* [Source records]:
★ ★ ★ ★ ★ ★ ★

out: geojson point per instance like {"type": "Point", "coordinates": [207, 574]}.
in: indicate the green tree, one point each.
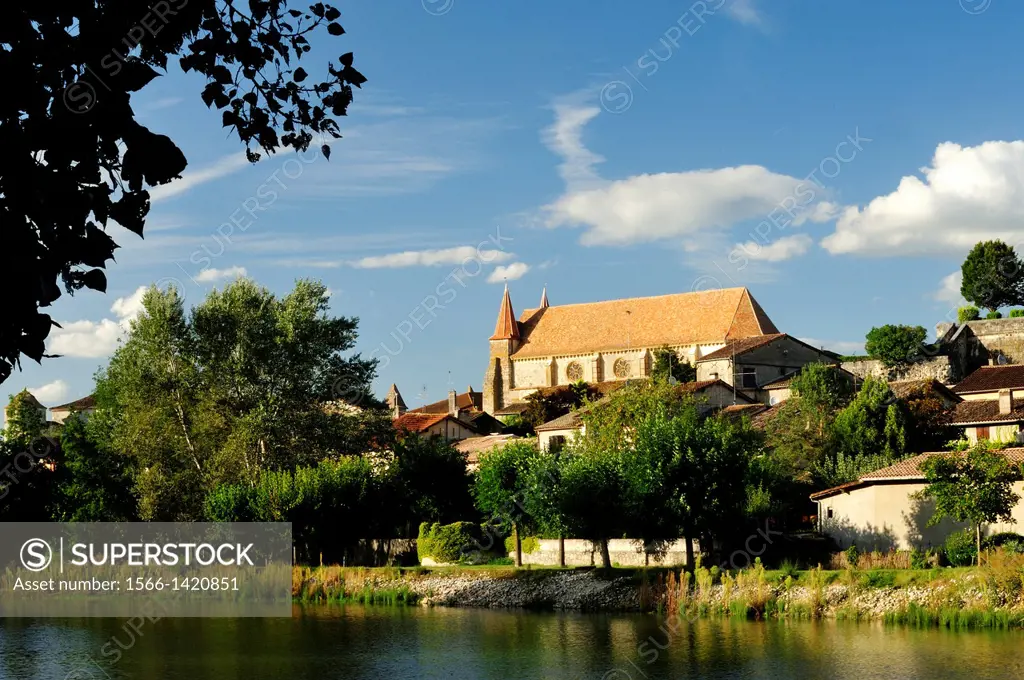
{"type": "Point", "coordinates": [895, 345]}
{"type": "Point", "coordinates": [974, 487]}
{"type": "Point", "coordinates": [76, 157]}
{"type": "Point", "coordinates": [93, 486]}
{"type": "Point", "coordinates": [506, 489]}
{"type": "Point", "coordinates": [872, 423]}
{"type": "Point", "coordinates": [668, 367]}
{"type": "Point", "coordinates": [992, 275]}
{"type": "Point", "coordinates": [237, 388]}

★ ★ ★ ★ ★ ★ ★

* [What the task asks]: Render all of the items above as a two-column CSV with the headers "prompt" and "points", one row per item. Put each value in a single quoted field with line breaks replaced by spaces, and leave out the pictures.

* [Answer to this exercise]:
prompt,points
"out: geojson point per instance like {""type"": ""Point"", ""coordinates"": [207, 574]}. in: indicate the green tree, one point each.","{""type"": ""Point"", ""coordinates"": [895, 345]} {""type"": ""Point"", ""coordinates"": [974, 487]} {""type"": ""Point"", ""coordinates"": [76, 157]} {""type"": ""Point"", ""coordinates"": [93, 486]} {""type"": ""Point"", ""coordinates"": [506, 489]} {""type"": ""Point"", ""coordinates"": [872, 423]} {""type"": ""Point"", ""coordinates"": [668, 367]} {""type"": ""Point"", ""coordinates"": [992, 275]} {""type"": ""Point"", ""coordinates"": [237, 388]}"